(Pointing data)
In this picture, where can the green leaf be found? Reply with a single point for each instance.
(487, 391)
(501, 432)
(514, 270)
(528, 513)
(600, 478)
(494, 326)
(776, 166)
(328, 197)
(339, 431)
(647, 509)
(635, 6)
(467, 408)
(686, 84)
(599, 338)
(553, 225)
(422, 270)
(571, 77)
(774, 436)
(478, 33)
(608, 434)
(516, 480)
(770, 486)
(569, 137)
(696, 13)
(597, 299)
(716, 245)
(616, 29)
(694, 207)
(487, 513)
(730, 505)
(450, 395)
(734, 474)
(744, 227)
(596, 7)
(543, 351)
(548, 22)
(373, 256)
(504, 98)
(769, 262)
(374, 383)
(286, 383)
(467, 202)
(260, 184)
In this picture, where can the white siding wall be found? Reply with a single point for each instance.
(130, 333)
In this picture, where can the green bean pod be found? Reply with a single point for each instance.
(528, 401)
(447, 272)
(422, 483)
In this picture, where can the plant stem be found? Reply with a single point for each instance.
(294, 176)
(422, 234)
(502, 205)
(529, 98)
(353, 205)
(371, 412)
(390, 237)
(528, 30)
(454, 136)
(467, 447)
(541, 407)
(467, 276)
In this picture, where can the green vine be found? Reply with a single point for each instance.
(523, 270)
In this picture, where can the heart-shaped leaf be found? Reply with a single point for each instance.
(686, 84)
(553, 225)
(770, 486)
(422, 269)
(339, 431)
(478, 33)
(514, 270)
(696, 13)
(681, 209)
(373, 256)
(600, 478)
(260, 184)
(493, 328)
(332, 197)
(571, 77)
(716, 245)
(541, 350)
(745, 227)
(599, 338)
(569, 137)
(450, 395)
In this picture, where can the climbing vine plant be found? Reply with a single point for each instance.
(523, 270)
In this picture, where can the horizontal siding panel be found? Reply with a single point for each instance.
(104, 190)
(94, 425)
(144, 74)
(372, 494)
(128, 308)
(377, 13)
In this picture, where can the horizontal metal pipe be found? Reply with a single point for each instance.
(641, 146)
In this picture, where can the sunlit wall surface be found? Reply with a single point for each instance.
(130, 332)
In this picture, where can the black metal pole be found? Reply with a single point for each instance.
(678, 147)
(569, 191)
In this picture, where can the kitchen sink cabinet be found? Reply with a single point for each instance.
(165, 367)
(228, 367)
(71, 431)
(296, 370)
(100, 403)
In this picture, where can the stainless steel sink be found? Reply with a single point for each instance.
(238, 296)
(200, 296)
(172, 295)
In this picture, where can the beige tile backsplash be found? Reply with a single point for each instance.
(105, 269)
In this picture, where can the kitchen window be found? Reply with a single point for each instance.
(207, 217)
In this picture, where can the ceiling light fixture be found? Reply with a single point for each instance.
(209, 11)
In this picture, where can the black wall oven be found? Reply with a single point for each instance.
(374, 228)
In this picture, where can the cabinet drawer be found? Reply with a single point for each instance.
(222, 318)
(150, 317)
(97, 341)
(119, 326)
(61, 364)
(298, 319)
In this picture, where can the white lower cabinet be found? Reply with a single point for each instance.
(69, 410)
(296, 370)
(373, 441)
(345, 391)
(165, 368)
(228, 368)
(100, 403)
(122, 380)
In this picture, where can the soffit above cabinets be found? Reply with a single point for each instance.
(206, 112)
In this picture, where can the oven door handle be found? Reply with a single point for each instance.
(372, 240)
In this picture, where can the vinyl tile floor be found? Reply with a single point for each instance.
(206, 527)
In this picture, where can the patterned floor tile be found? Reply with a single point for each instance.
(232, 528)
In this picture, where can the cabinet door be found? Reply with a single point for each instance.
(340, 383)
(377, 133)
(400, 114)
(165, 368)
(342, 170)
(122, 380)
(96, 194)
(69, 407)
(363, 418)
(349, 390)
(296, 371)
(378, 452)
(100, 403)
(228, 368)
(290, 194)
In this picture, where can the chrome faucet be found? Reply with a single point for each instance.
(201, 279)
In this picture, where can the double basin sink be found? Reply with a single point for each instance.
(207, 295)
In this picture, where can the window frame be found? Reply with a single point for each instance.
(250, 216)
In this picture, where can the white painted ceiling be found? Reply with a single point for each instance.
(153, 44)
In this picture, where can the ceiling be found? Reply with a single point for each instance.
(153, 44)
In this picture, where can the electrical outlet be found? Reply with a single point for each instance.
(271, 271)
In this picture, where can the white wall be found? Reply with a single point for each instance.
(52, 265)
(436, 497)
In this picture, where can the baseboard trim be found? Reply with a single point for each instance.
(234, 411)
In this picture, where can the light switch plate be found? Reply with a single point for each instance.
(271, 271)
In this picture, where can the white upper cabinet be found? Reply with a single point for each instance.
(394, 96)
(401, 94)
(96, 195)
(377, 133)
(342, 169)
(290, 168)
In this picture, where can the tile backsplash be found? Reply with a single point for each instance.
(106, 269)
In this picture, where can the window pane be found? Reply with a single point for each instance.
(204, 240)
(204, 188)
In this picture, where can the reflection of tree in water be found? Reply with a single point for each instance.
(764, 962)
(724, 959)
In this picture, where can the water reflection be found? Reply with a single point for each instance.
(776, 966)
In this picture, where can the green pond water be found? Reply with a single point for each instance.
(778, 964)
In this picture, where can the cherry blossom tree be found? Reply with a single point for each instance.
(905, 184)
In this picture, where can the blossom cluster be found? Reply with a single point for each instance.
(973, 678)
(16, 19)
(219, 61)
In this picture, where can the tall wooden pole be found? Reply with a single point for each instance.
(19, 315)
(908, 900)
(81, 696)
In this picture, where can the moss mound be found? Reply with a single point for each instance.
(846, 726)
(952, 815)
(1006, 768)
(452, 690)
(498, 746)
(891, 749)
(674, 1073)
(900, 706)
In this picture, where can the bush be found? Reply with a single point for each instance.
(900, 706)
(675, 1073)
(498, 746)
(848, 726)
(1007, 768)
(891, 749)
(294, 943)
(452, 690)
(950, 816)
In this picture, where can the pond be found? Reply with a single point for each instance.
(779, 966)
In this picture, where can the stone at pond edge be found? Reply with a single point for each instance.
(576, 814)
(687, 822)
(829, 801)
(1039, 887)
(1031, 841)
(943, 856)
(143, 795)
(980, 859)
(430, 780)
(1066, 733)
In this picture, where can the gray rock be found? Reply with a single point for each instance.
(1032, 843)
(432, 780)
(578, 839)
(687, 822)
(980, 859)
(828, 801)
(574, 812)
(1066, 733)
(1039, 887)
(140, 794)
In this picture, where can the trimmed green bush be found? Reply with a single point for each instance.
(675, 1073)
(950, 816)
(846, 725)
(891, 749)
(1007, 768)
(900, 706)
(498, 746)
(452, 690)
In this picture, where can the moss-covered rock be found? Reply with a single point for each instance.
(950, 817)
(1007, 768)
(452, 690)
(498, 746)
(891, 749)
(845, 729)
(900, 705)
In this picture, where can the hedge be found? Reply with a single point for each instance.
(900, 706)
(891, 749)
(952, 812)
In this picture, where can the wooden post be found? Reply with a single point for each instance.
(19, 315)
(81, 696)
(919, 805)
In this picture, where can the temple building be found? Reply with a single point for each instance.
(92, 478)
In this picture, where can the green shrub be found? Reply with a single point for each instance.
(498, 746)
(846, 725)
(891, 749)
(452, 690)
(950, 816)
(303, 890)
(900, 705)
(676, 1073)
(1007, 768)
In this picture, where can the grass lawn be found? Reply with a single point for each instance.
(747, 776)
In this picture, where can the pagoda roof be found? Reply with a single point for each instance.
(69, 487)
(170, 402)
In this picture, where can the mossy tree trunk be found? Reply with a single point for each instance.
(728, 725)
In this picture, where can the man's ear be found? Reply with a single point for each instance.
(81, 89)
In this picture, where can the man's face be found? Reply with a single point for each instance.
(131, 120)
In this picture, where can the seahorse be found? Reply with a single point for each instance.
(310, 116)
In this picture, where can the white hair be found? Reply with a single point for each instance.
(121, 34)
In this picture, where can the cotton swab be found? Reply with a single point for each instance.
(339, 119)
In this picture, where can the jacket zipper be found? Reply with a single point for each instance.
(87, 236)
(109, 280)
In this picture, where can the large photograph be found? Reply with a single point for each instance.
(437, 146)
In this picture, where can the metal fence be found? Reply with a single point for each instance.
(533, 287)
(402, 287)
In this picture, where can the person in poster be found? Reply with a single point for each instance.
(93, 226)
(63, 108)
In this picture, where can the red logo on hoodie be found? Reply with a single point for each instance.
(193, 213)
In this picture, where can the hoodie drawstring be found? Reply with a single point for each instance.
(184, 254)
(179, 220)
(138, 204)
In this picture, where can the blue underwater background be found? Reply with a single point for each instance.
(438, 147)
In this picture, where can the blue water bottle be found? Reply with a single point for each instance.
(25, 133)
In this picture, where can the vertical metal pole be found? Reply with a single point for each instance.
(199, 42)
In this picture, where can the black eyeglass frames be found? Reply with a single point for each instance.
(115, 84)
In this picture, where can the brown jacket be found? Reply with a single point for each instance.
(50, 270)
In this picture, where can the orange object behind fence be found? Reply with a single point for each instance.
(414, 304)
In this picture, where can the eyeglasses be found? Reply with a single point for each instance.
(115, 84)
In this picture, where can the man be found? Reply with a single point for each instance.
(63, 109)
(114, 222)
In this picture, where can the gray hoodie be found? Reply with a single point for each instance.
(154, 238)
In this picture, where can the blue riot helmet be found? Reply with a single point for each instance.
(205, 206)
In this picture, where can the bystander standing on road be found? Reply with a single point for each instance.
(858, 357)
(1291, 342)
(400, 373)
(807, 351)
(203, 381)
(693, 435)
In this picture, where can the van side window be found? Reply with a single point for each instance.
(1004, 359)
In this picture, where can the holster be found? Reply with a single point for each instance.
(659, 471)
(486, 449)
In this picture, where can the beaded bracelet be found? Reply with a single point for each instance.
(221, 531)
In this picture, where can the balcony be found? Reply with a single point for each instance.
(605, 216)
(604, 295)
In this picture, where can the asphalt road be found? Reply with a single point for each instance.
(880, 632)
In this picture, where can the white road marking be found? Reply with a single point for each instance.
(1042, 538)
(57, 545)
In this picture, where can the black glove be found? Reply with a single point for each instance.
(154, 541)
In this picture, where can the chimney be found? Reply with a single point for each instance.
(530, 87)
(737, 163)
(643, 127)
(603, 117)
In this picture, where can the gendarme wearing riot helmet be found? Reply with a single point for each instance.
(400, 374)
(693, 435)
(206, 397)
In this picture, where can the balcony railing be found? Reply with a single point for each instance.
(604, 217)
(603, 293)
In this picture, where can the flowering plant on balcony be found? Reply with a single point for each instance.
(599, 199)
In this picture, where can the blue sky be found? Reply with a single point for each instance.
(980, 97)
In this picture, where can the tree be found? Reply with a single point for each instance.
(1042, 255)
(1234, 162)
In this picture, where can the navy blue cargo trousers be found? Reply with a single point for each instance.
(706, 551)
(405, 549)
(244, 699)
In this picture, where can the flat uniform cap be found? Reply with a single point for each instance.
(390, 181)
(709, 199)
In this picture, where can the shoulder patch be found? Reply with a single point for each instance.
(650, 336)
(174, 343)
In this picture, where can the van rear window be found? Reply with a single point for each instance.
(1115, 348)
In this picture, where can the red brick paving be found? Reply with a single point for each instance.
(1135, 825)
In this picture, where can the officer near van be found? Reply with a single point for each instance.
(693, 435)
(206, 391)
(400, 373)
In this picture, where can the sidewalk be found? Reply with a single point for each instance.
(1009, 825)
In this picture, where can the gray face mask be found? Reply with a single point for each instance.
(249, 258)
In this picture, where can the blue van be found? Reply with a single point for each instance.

• Task brief:
Give as a numbered list, with blank lines left out, the part of the data that opens with the line containing "In this picture, where can the flat" and closes with the line containing "(1135, 825)".

• Answer to this task:
1. In this picture, where can the flat uniform cap be found? Reply with a single point for each instance.
2. (390, 181)
3. (709, 199)
4. In this picture, where can the shoulder patch be found? Reply with a single point for each instance.
5. (650, 336)
6. (174, 343)
7. In this picture, where can the van rear window be found? Reply with a single point for each instance.
8. (1115, 348)
9. In this picture, where can the red brick paving be found? Reply with a single point for each instance.
10. (1135, 825)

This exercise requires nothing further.